START MATERIAL SUPPLIED

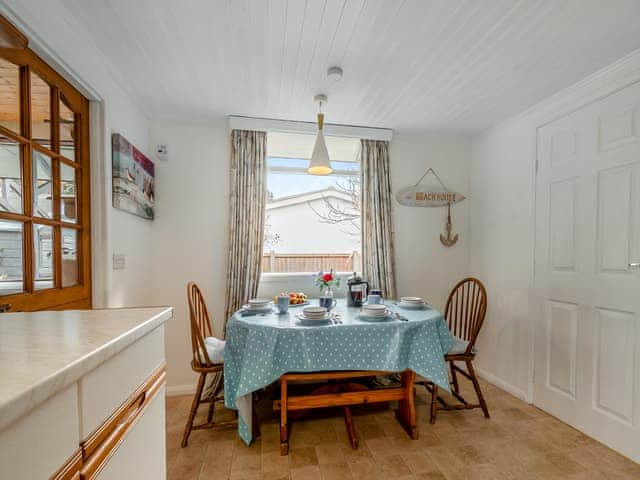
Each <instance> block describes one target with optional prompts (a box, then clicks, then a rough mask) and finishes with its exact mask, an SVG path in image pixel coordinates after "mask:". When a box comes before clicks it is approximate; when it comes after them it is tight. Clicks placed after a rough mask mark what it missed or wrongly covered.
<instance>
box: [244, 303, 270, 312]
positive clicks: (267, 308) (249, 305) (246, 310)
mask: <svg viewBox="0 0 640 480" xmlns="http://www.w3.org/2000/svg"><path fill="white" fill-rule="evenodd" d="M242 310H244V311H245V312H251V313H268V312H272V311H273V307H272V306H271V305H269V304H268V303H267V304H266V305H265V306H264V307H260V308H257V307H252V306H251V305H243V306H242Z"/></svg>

END MATERIAL SUPPLIED
START MATERIAL SUPPLIED

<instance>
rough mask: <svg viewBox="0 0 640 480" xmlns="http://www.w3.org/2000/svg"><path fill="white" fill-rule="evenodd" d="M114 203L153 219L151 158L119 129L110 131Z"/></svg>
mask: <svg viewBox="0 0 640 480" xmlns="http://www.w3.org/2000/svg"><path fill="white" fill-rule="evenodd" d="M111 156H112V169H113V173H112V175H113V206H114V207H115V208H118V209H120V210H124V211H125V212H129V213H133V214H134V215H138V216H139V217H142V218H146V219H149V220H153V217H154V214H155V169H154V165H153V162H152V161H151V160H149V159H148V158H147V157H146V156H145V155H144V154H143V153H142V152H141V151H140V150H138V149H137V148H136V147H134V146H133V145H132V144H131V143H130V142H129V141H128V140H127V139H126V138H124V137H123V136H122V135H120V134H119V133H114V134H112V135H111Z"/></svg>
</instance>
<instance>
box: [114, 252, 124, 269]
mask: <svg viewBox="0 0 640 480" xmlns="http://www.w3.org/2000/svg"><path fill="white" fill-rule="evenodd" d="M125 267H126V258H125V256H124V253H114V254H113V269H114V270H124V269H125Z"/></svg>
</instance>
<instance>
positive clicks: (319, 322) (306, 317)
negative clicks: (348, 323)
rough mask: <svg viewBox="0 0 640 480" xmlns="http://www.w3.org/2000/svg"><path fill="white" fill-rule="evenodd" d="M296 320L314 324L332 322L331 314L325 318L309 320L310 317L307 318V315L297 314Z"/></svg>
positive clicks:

END MATERIAL SUPPLIED
START MATERIAL SUPPLIED

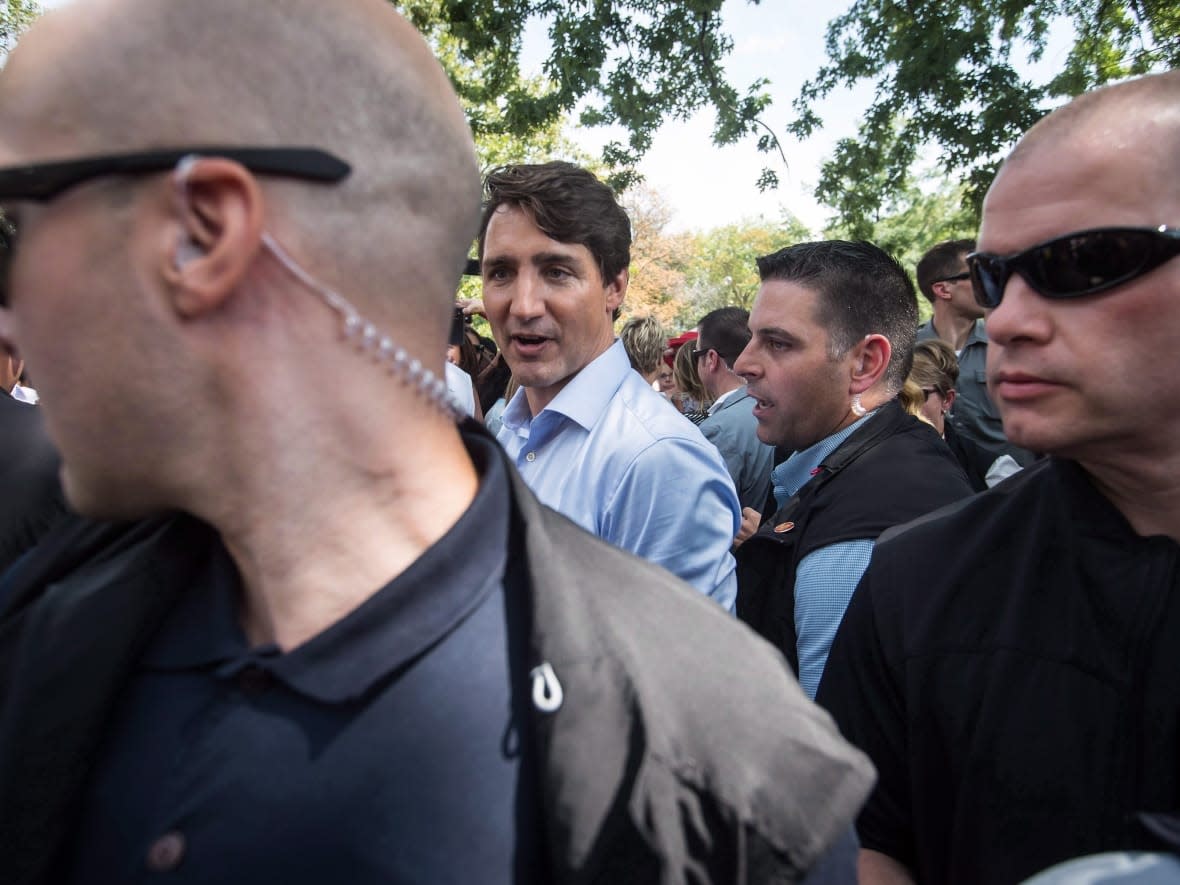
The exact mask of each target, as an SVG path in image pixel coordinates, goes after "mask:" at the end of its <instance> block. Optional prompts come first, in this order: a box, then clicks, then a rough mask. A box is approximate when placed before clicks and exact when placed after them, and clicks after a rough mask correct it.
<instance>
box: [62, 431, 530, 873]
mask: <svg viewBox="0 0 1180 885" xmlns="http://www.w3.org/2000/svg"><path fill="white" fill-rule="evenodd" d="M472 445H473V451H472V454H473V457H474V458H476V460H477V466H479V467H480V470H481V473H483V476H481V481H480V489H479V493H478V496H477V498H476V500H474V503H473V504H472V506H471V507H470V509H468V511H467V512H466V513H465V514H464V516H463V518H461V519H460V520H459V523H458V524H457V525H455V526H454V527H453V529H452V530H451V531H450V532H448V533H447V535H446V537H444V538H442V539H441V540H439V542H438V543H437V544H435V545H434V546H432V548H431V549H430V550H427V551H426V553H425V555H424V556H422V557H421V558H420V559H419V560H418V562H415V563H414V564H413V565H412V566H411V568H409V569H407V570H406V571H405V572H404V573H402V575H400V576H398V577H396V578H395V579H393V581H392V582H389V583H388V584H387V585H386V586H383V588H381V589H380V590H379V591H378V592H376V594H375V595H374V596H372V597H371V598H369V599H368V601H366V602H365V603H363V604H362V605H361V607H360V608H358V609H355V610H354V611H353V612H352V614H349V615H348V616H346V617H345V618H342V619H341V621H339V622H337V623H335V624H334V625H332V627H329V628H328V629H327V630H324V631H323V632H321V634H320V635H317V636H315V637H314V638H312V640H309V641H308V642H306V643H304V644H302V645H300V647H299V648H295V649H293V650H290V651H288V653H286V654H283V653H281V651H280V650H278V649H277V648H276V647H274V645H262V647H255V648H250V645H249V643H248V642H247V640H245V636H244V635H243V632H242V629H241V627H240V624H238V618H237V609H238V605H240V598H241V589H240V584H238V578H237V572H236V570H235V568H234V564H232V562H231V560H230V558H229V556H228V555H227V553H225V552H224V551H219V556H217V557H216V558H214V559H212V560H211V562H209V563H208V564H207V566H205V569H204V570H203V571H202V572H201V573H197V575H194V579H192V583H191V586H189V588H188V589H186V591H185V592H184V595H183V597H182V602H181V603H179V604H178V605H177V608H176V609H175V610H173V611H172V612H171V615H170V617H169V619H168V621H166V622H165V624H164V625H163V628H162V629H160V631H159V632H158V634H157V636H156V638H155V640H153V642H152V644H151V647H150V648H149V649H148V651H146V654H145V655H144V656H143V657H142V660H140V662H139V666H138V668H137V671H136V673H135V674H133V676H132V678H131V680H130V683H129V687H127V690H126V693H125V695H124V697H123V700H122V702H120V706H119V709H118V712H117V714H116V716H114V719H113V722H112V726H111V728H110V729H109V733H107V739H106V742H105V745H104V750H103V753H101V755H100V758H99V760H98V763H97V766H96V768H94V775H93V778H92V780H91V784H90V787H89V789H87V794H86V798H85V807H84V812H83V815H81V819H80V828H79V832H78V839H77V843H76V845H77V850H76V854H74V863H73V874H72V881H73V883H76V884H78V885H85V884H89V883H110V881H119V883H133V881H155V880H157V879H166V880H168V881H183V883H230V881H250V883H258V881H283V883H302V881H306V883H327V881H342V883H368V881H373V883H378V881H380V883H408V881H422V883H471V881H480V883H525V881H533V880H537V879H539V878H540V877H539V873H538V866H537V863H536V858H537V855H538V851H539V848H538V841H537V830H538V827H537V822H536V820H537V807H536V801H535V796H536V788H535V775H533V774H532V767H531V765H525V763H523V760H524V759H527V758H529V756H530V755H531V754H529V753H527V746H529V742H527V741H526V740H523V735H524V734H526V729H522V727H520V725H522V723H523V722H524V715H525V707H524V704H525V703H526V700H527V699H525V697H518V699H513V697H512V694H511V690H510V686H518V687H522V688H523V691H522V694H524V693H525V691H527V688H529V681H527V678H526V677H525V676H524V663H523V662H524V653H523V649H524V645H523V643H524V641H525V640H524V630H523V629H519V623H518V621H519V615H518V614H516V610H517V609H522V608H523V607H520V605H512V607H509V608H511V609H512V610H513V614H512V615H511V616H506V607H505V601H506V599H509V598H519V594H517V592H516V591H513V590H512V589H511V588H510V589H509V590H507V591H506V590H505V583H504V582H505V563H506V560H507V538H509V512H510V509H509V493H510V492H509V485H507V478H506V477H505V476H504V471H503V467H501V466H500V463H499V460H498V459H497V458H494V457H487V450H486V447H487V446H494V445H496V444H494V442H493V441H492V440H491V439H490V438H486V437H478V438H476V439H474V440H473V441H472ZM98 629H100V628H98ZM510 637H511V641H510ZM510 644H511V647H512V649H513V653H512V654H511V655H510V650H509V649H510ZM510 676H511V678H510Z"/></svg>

END MATERIAL SUPPLIED

— WORK ITEM —
Copy out all lines from the material above that contain the string "coordinates".

— WRITTEN RESPONSE —
Each <instance> block describes one target with optional prompts (a box, then clicks, then a rough mask) and finishes with its exact mask, an SVG path in image pixel coordinates after "mask:". When a box comes before clicks it is approximate; when it comes after them it is tight. Clicks placed after a rough mask mark what it missed or wrongly covered.
The exact mask of each target, as an SVG path in image pixel coordinates, goes after "mask:" at the end of its <instance> block. Optional prompts come first, in this order: a box, then clicks, then a rough mask. A box is approximate when placed before clicks and exact when placed after them, and clicks after a rough mask correct it.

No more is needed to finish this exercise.